___ Given passage

See those pixels? The ones where the alpha value is a gray value between 0 and 1? The official 3D graphics-programming term for pixels like those is "assholes." Those pixels are assholes. You see, that sprite was rendered from Blender with anti-aliasing enabled. This means that the exported alpha channel is blended at the edges. This is cool for an isometric game, because it allows "free" anti-aliasing of rendered objects, as well as smooth blending of objects that are supposed to "fade" into the background. (Refer to the bottom of that mountain, where the blend helps it to superimpose upon the ground without a harsh line edge.) When the sprites are layered together and drawn, the alpha-blending of the sprites will cause them to be smoothly composited together without harsh edges or "jaggies" caused by aliasing.
A "traditional" 2D isometric is constrained to draw back-to-front anyway, due to the layering requirements, so this anti-aliasing incurs no additional cost. The rendering algorithm of an isometric is designed for a single special case. However, this is not the case with a generalized 3D engine. When 3D objects are drawn as solids (ie, no alpha blending) it is not necessary to sort them based on depth. They can be drawn in batches, willy-nilly, and the Z-buffer will cull obstructed fragments. However, in order to implement partially transparent objects (ie, anti-aliased rendered sprites) the transparent geometry needs to be sorted back-to-front relative to the view. With a 2D isometric engine, this sorting is performed as a consequence of the rendering algorithm which iterates the scene back to front. In a general 3D engine, though, it is necessary to apply an actual sort algorithm to visible objects, and this extra step of sorting means an additional performance hit when rendering. It also means that optimization using batches of primitives becomes a little more hairy, since batches can be spatially interleaved with one another. (Imagine vegetation batches, where each batch represents one type of vegetation. The various types are all mixed up, making back-to-front sorting of the batches impossible. So the only type of alpha blending that is practical for this type of batched entity is a 1 or 0 alpha "cutout" that does not actually blend any pixels. Blending based on alpha with partial transparency will result in occasional "halos" around entities that just looks bad.)
That is why those pixels are assholes. They make the end product look good, but in so doing they force a full-scene sort that, in the case where there are lots and lots of objects on screen, may impose a rather stiff performance penalty upon rendering with a general 3D engine. This, for me, is one of the strongest arguments in favor of rolling your own, rather than using a general scene manager. Isometric cameras are extremely predictable (ie, no perspective and no arbitrary rotation means that you can always calculate the exact visible area and use a known method for iterating it back-to-front). If you can roll your own scene manager to permit the specific type of drawing required by the isometric camera, you can save yourself a great deal of processing time.

______
___ Entries provided

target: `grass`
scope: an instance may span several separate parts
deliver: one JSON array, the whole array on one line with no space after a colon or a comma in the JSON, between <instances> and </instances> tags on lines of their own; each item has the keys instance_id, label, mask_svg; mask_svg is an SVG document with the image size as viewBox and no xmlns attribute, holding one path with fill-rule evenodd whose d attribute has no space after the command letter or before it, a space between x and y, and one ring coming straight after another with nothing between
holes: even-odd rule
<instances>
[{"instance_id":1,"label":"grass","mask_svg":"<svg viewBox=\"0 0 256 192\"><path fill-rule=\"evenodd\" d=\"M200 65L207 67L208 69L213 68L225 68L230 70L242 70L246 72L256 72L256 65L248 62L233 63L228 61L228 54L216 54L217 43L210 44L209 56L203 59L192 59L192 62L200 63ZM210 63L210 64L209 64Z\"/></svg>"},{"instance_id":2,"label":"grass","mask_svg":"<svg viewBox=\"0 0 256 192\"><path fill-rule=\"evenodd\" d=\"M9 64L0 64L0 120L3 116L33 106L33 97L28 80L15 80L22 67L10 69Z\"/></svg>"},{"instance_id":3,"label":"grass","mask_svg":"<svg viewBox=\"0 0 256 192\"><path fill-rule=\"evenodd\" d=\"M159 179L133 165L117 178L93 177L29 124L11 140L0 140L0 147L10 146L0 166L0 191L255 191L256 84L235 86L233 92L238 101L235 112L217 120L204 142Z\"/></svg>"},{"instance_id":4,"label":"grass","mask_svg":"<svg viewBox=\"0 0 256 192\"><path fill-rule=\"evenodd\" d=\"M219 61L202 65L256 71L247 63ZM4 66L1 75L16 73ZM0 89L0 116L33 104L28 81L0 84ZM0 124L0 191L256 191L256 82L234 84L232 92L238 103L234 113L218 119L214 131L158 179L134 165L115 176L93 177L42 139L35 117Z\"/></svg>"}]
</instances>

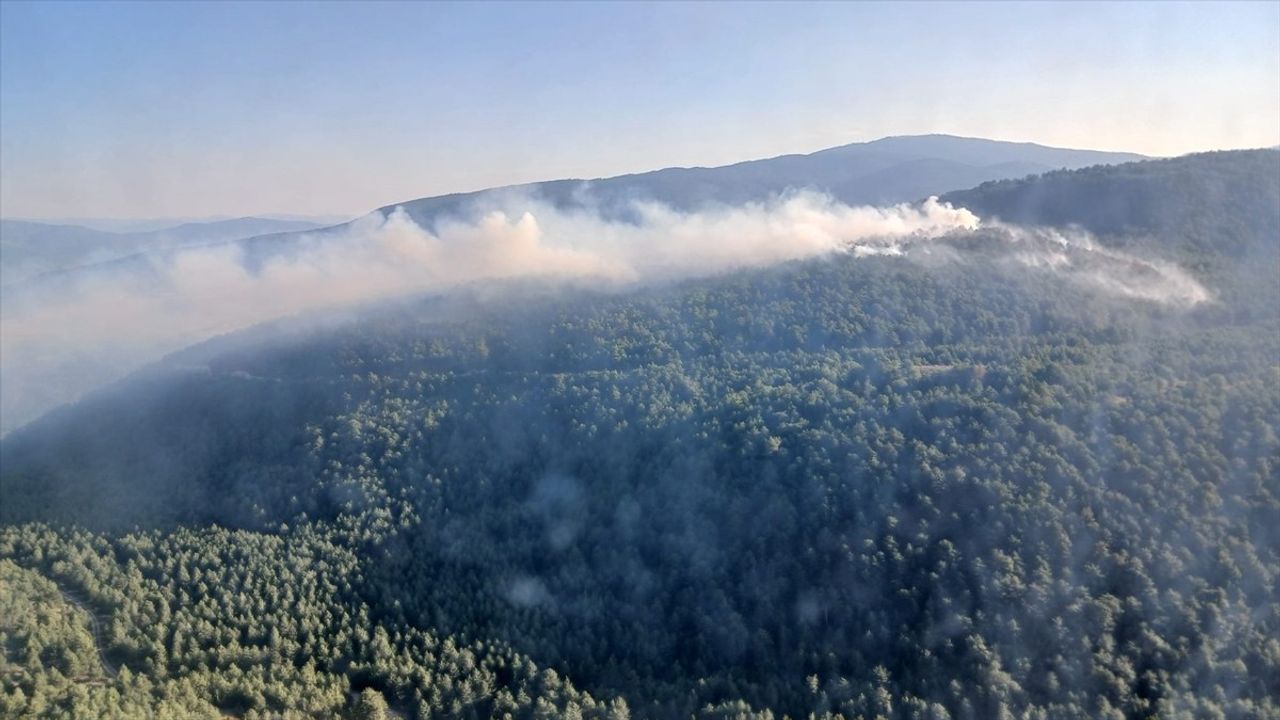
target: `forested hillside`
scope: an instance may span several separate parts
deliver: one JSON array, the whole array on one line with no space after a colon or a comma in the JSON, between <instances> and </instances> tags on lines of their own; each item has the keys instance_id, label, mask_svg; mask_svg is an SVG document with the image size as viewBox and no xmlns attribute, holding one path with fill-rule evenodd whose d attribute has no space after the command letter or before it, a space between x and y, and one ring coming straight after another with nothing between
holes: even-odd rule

______

* [Problem set]:
**1.** In the passage on isometric rendering, what culls obstructed fragments when 3D objects are drawn as solids?
**2.** List every word or phrase that the passage on isometric rendering puts in quotation marks.
**3.** Write a continuation of the passage on alpha-blended sprites and isometric rendering, picking up after its last sentence.

* [The responses]:
**1.** The Z-buffer.

**2.** "assholes", "free", "fade", "jaggies", "traditional", "cutout", "halos"

**3.**
However, this particular article isn't about that. I haven't delved into Horde3D deeply enough to unravel the rendering system yet, so I couldn't say at this moment what would be required of me to roll my own scene manager using Horde3D as a basis. Instead, I want to see exactly how well the general scene manager will perform in this case.
Now, there are several ways you can do environment graphics for an isometric game that uses a 3D engine underlayer. You can use the same pre-rendered sprites that you would use in a 2D game (ie, the above mountain sprite from GC) and map them to either billboards or low-detail poly meshes; or you can use fully modelled and textured 3D geometry, instanced in the scene in a manner identical to a non-isometric scene. Reasons for using pre-rendered sprites might include re-using an existing set of assets; smooth, anti-aliased blending of the edges as described above; higher visual detail without the associated rendering cost; and so forth. Reasons for using modelled geometry include the ability to easily switch to a camera that is arbitrarily rotatable and enabling the use of perspective, performance reasons as detailed above (ie, avoiding a sort and using batches), and so forth.
If you go the fully modelled route, then the above discussion/rant on partially-transparent sprites, and most of the discussion comprising the remainder of this post, are not relevant. If you do go the pre-rendered route, you can render your sprites without anti-aliasing and, again, the above discussion is not relevant. However, in these cases, you will potentially have to deal with the jaggies. They can be mitigated, of course, using FSAA, but again a performance penalty is incurred, and older hardware might not support FSAA. Further, I have frequently made use of heavy AA using, for example, a Gaussian kernel, as a stylistic choice, producing a very soft, almost "fuzzy" type of scene; something that is trivial to do with the traditional layered approach (in fact, incurring no extra overhead at all), but less easy to do as a post-process of a 3D render. However, the exact route you choose must be chosen on the basis of your individual requirements.
Another consideration in the choice is characters. Since the whole point of me switching GC to a 3D underlayer is to allow 3D characters, without the pain in the arse task of writing my own 3D animation code, then I need to consider the fact that while the background scenery might be softly-blended and nicely anti-aliased, the characters will not be. This could be a problem. Maybe.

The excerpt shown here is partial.